» **Texto seleccionado**:
31. FALLECIDO
HE AHÍ, en esa
cámara mortuoria, un alma solitaria incapaz de comprender. Y no puede
comprender, porque el hombre que yace en ese lecho se negó rotundamente,
durante su vida terrenal, a creer en una supervivencia después de la muerte del
cuerpo físico y, debido a eso, nunca se ocupó seriamente de ese pensamiento,
burlándose siempre de cuantos hablaban de ello.
Desconcertado, mira a su alrededor. Se ve a sí mismo en su
lecho de muerte, ve a personas conocidas que lloran por él, oye las palabras
que pronuncian, siente perfectamente, por sus lamentaciones, el dolor que
experimentan porque él ha fallecido. Le dan ganas de reír y gritar que vive
todavía. Los llama… y, estupefacto, se percata de que no le oyen. Llama una y
otra vez, grita más y más… pero los hombres siguen sin oírle, continúan
lamentándose. La angustia empieza a hacer presa en él. Y, sin embargo, él
escucha claramente su propia voz, siente perfectamente su cuerpo.
Oprimido, vuelve a llamar a gritos: nadie se da por
aludido. Todos contemplan llorosos el cuerpo inerte que él reconoce como el
suyo propio, pero que, de repente, se presenta como algo extraño, algo que ya
no le pertenece; pues, efectivamente, se halla junto a su cuerpo, libre de
todos los sufrimientos que había padecido hasta entonces.

» **Consigna 1**:
Responde según el pasaje sobre el fallecido:
(a) ¿En qué se negó rotundamente a creer el hombre durante su vida terrenal?
(b) ¿Qué le dan ganas de hacer al oír las lamentaciones de las personas conocidas?
(c) ¿De qué se halla libre junto a su cuerpo?
» **Consigna 2**: Retoma el pasaje sobre el fallecido y escribe su continuación a partir de la última oración.
Los ítems no hacen falta para nada de lo que aquí se pide.

Datos de anotación por puntos

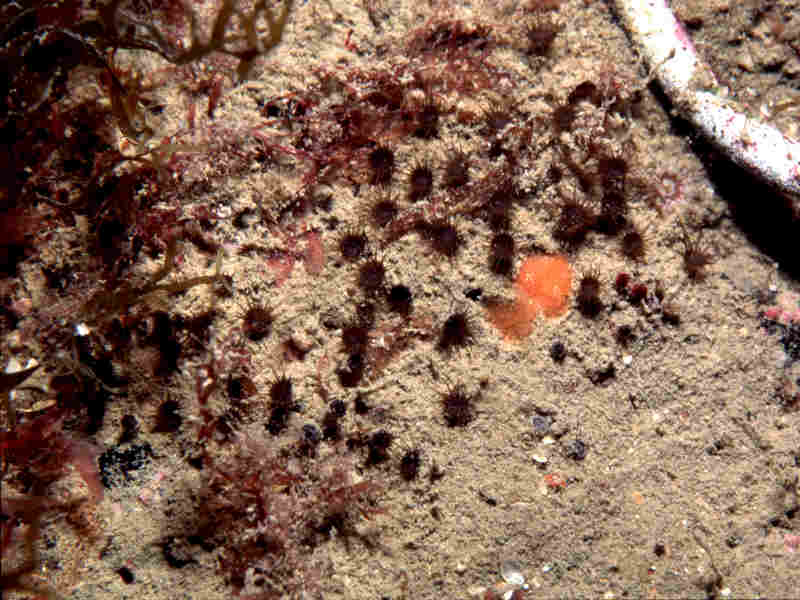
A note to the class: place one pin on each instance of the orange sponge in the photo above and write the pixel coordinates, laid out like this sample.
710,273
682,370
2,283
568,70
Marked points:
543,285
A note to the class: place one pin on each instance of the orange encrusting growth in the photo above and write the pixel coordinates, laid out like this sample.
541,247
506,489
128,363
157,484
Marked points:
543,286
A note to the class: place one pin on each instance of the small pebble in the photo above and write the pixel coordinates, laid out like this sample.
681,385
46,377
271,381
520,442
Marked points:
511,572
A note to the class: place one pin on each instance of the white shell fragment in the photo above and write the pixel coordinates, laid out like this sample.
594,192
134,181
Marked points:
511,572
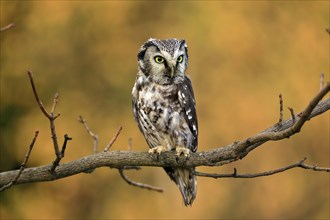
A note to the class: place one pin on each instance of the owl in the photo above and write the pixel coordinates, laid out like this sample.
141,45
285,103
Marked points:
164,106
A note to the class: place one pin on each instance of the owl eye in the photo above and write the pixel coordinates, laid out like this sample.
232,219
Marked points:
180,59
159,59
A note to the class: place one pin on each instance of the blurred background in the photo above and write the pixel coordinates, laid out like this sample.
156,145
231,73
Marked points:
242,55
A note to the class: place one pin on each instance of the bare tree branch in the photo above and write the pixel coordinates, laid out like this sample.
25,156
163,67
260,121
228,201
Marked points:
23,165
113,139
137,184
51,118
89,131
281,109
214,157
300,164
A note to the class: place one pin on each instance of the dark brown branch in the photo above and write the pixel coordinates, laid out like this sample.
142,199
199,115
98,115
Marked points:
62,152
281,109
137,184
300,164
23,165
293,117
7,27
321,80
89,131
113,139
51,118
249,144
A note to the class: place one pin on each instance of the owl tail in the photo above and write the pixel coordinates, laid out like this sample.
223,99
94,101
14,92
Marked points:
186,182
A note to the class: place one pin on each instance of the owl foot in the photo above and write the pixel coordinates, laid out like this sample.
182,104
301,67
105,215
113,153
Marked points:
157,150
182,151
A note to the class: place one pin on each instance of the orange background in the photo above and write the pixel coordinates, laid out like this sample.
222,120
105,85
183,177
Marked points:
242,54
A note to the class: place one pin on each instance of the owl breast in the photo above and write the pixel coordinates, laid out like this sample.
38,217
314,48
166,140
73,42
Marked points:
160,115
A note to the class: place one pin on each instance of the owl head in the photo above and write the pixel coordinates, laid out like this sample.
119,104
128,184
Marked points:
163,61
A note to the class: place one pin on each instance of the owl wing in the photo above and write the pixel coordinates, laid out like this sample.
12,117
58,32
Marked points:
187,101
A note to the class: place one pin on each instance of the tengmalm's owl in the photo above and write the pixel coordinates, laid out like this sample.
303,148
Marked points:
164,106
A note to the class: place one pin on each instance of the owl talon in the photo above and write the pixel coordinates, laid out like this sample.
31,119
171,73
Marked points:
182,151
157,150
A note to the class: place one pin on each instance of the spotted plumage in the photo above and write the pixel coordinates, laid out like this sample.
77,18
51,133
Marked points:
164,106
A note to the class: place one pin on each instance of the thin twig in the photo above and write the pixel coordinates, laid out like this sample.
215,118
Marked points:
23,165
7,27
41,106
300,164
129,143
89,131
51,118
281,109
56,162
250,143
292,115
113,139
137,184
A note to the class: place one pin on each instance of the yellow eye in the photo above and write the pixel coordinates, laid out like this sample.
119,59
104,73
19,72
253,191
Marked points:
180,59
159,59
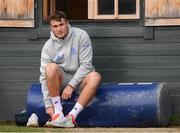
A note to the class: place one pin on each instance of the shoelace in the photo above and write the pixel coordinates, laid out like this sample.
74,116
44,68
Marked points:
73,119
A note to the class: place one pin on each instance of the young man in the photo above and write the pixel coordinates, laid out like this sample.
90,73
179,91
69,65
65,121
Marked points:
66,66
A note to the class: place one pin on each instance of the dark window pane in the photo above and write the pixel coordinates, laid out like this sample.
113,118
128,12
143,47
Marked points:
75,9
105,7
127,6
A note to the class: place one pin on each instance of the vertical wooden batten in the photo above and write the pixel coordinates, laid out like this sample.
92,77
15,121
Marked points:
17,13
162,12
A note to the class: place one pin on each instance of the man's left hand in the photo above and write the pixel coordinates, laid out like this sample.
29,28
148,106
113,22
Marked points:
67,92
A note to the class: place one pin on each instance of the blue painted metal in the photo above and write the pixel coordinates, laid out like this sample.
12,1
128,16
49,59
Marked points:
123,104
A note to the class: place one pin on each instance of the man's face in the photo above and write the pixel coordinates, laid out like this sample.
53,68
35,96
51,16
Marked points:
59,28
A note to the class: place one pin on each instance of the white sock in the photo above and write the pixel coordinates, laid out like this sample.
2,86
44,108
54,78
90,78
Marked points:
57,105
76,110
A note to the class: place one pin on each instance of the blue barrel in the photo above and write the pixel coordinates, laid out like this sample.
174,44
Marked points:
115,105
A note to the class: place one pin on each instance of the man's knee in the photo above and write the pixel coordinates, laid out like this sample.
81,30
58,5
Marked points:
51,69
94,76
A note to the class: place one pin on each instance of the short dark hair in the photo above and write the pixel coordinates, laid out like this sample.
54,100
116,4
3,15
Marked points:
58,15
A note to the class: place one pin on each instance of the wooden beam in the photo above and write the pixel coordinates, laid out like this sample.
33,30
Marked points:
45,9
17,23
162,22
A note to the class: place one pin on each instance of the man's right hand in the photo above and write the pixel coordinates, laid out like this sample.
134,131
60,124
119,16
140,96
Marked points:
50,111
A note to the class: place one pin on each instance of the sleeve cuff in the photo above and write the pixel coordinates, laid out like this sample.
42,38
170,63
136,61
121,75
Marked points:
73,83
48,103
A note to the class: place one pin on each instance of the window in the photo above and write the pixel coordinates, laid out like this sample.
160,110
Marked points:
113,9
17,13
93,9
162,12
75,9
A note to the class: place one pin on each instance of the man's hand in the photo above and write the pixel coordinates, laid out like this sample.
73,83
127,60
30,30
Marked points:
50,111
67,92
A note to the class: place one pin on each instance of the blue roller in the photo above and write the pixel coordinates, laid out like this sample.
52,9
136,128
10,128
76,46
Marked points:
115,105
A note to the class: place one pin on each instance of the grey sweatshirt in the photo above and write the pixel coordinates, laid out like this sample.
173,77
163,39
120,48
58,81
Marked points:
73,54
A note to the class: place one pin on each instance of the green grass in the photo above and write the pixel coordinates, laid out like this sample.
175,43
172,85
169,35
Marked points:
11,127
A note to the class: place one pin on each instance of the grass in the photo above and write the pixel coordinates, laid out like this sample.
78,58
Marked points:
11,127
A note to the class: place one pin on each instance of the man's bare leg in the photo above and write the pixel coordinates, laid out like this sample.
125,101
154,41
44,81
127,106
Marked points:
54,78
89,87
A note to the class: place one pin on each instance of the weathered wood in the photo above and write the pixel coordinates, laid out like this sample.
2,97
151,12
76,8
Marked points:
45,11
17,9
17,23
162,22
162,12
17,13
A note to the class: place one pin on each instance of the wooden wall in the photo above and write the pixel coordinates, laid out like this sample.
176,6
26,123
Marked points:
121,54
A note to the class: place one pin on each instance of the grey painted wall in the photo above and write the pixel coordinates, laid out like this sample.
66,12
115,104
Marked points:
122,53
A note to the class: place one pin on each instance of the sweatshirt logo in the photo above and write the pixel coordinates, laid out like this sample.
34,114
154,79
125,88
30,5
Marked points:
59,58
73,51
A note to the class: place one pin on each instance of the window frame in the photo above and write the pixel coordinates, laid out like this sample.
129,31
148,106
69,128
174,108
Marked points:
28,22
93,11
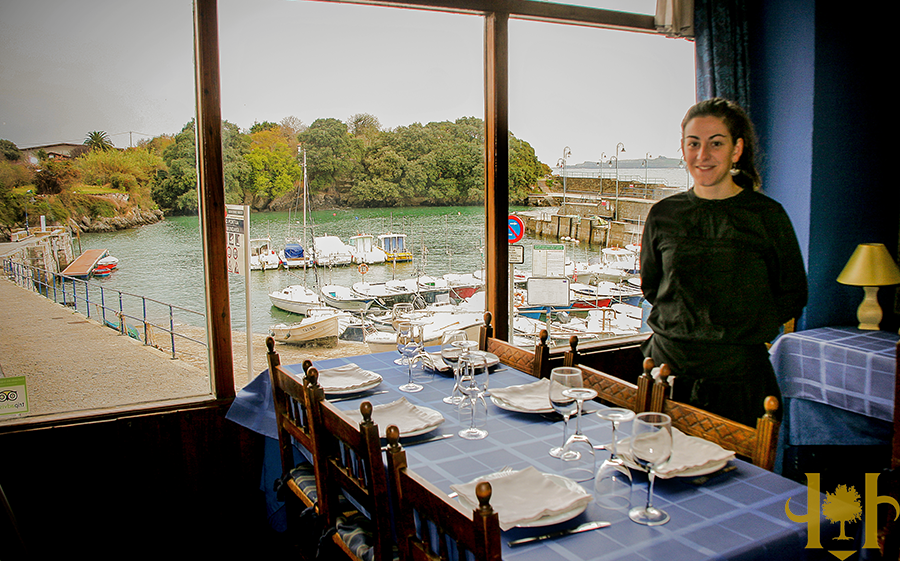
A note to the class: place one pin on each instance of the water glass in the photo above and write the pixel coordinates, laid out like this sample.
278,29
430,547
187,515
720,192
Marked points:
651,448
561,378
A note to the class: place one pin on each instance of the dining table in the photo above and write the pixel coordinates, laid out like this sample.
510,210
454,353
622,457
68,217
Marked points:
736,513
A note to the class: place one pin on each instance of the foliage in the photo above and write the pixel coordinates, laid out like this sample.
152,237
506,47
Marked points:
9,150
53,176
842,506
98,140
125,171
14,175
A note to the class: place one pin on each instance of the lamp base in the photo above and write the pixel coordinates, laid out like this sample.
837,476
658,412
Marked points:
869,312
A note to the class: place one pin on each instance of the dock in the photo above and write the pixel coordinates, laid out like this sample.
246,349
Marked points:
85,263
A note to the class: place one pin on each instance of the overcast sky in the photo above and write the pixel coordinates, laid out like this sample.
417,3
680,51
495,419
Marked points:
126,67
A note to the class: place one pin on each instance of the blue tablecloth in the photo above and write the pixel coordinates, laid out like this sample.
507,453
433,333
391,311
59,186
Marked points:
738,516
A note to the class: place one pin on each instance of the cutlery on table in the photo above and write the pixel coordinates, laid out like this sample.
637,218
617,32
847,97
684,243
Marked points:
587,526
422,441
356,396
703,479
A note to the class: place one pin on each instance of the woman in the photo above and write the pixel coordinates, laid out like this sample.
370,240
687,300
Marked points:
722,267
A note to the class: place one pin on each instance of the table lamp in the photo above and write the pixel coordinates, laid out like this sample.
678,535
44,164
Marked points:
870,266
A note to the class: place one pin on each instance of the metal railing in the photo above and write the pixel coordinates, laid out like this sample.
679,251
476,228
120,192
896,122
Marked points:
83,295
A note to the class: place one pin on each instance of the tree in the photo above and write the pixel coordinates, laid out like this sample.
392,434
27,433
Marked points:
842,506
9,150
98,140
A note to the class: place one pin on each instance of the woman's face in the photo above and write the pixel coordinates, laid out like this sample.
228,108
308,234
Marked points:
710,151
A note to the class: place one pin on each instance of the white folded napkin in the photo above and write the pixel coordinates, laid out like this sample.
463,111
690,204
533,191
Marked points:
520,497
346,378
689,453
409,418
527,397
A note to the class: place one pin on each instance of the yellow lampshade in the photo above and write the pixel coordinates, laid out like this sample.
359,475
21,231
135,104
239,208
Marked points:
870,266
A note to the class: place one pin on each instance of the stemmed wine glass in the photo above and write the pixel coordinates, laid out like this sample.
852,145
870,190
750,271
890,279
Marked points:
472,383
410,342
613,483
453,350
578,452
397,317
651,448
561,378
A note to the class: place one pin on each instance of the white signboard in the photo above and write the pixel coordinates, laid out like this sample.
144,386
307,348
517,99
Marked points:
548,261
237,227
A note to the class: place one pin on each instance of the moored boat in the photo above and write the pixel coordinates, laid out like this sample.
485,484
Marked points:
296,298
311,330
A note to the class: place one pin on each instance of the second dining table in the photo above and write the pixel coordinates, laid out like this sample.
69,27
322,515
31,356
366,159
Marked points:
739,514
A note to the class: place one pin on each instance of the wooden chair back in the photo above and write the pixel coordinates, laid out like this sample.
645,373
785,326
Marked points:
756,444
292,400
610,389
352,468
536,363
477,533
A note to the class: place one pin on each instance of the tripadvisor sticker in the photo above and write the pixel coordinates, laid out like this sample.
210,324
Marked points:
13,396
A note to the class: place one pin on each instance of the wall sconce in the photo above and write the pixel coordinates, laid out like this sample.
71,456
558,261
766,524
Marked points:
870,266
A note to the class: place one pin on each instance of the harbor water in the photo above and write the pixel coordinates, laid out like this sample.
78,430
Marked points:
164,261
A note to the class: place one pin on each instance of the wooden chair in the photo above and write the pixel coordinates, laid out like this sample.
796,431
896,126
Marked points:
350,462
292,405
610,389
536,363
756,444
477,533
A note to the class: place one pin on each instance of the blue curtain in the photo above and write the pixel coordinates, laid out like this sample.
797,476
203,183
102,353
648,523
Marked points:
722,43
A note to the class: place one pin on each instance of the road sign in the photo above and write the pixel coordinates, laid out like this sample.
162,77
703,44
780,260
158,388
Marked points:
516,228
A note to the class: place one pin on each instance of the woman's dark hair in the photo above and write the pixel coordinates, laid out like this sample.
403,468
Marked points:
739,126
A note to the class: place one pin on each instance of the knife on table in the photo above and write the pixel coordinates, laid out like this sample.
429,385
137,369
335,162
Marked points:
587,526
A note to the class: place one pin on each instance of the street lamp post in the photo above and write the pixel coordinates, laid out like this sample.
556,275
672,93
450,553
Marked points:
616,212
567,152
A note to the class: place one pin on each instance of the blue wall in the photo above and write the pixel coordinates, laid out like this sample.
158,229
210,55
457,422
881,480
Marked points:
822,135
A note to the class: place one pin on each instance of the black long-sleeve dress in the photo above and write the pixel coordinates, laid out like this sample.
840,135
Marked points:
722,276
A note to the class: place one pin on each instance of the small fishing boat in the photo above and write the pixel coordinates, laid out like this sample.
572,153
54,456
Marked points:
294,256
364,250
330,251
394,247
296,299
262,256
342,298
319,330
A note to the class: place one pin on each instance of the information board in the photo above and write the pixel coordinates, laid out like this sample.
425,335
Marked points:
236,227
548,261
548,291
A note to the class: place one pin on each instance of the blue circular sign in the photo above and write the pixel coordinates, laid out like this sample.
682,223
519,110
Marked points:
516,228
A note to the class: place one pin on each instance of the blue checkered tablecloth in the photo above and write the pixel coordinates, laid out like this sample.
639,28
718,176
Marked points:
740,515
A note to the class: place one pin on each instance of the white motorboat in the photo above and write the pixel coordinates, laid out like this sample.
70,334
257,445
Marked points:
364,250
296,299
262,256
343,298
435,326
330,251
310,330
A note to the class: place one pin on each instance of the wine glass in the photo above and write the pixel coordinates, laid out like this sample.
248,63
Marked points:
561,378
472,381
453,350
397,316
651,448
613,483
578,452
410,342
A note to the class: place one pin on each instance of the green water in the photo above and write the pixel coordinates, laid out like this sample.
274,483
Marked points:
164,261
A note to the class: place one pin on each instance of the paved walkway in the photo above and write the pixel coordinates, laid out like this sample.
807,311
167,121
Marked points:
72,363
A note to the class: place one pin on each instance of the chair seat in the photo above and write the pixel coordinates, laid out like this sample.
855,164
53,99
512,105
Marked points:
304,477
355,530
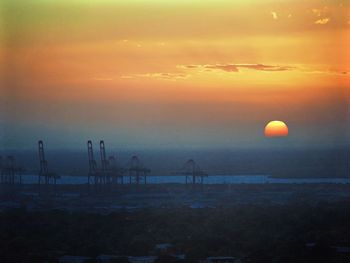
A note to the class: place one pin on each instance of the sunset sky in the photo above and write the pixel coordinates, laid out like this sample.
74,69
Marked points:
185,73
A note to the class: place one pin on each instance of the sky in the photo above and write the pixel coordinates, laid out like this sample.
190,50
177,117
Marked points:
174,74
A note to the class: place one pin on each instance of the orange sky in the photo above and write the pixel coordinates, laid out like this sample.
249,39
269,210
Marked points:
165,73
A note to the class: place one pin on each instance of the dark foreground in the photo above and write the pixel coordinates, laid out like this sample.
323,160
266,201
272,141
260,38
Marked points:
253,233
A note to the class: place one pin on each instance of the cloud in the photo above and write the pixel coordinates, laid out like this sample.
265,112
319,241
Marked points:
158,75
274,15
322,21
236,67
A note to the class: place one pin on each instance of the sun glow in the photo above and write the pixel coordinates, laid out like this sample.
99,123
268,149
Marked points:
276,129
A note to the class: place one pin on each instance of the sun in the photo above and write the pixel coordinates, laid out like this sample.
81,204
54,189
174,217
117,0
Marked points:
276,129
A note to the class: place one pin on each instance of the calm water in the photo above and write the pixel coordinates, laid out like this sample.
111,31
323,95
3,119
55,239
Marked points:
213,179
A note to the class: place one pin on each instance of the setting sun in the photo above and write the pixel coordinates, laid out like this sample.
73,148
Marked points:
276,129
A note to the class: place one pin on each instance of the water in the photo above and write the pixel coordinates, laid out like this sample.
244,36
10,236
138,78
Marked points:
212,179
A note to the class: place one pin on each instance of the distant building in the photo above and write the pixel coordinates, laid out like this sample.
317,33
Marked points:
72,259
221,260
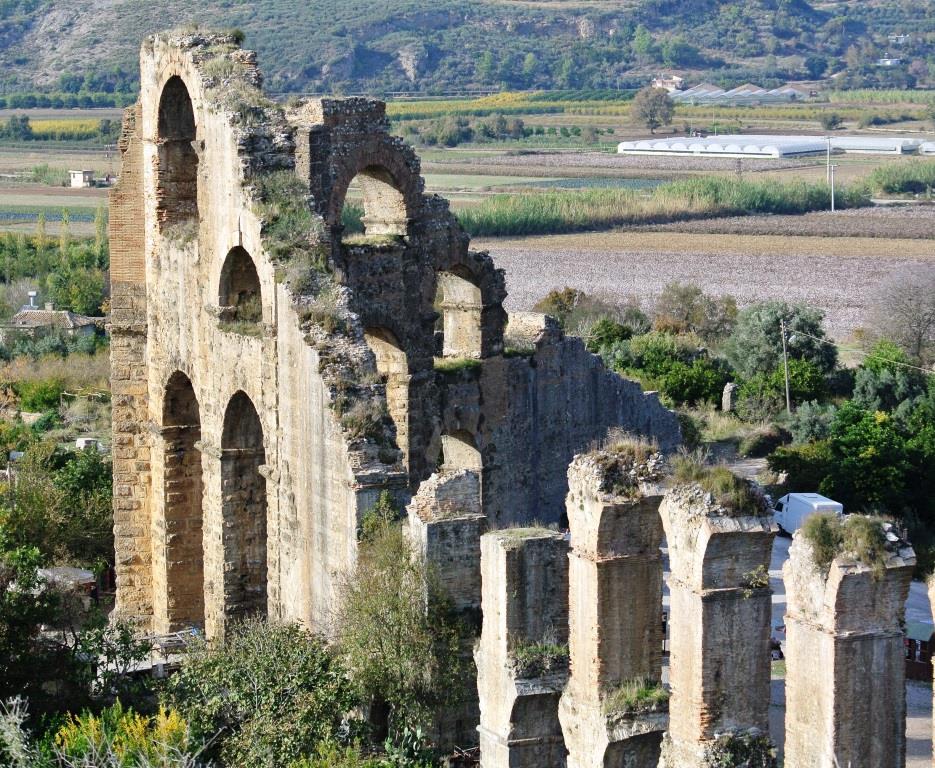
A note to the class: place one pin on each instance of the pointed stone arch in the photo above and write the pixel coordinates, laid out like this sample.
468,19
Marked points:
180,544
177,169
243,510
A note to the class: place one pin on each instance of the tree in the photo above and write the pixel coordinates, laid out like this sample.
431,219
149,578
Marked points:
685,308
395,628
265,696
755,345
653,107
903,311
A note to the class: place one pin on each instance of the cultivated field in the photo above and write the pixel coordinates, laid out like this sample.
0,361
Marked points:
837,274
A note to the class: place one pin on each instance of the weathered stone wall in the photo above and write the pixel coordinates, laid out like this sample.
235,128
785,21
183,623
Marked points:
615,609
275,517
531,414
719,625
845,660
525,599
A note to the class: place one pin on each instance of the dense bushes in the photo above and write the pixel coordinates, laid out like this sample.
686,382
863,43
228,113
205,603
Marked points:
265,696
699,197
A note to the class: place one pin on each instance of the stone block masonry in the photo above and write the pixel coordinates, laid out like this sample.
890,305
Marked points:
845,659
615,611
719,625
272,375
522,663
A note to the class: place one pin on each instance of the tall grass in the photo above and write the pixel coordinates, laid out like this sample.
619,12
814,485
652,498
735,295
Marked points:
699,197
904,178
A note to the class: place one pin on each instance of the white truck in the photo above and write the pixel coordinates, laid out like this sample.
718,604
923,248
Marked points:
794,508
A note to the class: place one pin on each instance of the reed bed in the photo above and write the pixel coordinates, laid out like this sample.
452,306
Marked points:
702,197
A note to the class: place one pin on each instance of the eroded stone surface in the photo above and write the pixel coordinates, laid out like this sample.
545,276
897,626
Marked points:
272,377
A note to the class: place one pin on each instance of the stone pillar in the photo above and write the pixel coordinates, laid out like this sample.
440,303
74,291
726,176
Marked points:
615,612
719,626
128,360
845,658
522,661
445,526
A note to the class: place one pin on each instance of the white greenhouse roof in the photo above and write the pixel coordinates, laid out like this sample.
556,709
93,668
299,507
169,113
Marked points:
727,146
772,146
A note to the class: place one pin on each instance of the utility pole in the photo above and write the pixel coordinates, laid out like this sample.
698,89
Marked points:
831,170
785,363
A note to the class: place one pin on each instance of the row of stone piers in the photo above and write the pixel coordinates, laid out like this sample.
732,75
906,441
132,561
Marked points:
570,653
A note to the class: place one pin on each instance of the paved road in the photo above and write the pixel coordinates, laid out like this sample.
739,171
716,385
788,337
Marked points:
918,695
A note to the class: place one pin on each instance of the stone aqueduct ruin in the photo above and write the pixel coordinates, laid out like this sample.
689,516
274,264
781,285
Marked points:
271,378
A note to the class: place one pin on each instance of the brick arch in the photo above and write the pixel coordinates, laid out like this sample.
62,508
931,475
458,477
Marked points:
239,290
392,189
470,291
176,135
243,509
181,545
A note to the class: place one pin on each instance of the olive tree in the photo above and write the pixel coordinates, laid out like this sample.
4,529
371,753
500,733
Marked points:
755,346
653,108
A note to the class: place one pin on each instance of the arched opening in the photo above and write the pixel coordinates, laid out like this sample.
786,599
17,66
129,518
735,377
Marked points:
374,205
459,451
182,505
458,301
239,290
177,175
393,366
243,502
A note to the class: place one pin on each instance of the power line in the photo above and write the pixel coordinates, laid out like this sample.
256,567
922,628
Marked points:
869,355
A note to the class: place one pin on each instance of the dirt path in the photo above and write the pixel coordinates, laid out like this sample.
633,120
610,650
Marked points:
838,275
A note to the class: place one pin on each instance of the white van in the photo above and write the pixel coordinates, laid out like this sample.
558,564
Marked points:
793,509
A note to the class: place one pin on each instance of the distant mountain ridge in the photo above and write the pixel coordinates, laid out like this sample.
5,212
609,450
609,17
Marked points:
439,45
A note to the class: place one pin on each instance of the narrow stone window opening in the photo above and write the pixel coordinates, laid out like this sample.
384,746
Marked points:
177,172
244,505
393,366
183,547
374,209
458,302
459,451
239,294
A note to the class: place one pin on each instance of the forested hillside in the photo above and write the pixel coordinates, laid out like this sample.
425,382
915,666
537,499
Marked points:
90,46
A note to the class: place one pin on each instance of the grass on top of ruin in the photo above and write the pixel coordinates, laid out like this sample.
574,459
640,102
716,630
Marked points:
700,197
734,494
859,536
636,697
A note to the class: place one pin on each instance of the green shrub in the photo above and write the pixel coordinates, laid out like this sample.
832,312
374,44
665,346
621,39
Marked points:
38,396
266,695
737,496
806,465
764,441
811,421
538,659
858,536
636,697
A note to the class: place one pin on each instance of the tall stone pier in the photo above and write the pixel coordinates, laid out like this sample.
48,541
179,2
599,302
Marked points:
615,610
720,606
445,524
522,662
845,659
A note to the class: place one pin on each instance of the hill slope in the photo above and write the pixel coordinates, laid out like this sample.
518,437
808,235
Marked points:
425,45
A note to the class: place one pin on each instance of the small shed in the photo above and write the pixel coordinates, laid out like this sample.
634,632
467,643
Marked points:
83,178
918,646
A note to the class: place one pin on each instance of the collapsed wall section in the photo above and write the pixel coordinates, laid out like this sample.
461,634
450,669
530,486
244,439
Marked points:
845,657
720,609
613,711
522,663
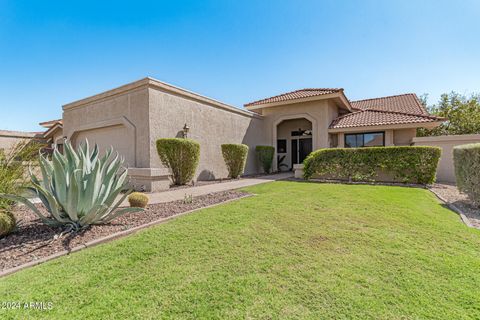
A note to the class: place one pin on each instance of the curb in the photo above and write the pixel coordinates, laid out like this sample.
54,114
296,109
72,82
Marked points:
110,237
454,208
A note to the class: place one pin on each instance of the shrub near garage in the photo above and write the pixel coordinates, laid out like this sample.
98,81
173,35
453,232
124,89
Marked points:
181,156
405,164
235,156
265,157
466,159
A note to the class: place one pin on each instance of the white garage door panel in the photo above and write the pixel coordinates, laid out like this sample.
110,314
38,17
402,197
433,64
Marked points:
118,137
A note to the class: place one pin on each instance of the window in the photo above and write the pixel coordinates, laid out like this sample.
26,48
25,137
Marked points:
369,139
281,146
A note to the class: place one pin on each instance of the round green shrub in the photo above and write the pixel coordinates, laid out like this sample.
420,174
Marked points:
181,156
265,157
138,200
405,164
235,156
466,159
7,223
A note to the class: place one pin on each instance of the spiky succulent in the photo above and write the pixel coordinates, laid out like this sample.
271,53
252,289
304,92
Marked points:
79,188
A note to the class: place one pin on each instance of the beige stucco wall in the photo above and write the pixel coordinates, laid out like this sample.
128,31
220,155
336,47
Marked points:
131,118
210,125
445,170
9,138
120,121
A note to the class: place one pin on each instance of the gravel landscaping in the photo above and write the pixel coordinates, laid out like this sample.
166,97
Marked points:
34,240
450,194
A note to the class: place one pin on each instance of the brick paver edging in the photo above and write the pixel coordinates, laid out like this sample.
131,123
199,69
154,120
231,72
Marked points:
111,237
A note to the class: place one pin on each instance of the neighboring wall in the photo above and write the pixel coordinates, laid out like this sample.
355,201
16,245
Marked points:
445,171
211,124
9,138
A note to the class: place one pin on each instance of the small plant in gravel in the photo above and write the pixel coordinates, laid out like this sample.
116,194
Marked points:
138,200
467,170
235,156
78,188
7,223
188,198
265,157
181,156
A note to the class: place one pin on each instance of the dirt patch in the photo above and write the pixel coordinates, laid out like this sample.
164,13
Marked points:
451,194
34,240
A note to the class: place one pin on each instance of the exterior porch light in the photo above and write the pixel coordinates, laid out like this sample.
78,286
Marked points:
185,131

» **Resultado final 1**:
(a) En una supervivencia después de la muerte del cuerpo físico.
(b) Le dan ganas de reír y gritar que vive todavía.
(c) De todos los sufrimientos que había padecido hasta entonces.

» **Resultado final 2**:
Con ternura, pronuncia el nombre de su esposa, arrodillada
junto al que fue su lecho. Pero el llanto no cesa; ni una sola palabra, ni un
solo gesto da a entender que le ha oído. Desesperado, se acerca a ella y la
sacude vigorosamente por los hombros: ella no nota nada. Ese hombre no se da
cuenta de que toca y sacude el cuerpo etéreo de su esposa, no el cuerpo físico.
Y su mujer, que, como él, nunca ha pensado en que existe algo más que el cuerpo
terrenal, tampoco puede sentir su contacto con el cuerpo etéreo.
Un inefable sentimiento de angustia le hace estremecer. Una
desoladora sensación de abandono le aprisiona contra el suelo, su consciencia
se desvanece.
Lentamente, vuelve en sí, despertado por una voz que le es
conocida. Contempla cómo el cuerpo que él poseyó en la Tierra está tendido
entre flores. Quiere huir, pero le resulta imposible alejarse de ese cuerpo
inerte y frío. Siente claramente que aún está atado a él. Pero otra vez se deja
oír la voz que le sacó de su sopor. Es su amigo, que está hablando con otro.
Ambos han traído una corona de flores y conversan entre sí mientras la
depositan. Nadie más se encuentra allí.
¡El amigo! ¡Tiene que llamar su atención y la del otro,
ellos que tantas veces fueron sus queridos huéspedes! Tiene que decirles que,
por extraño que parezca, aún hay vida en él, que puede oír todavía lo que
hablan los hombres! ¡Grita! Pero su amigo sigue hablando tranquilamente con su
compañero. Más lo que dice recorre
sus miembros como un escalofrío. ¿Es ese su
amigo? ¡Así es como habla de él ahora!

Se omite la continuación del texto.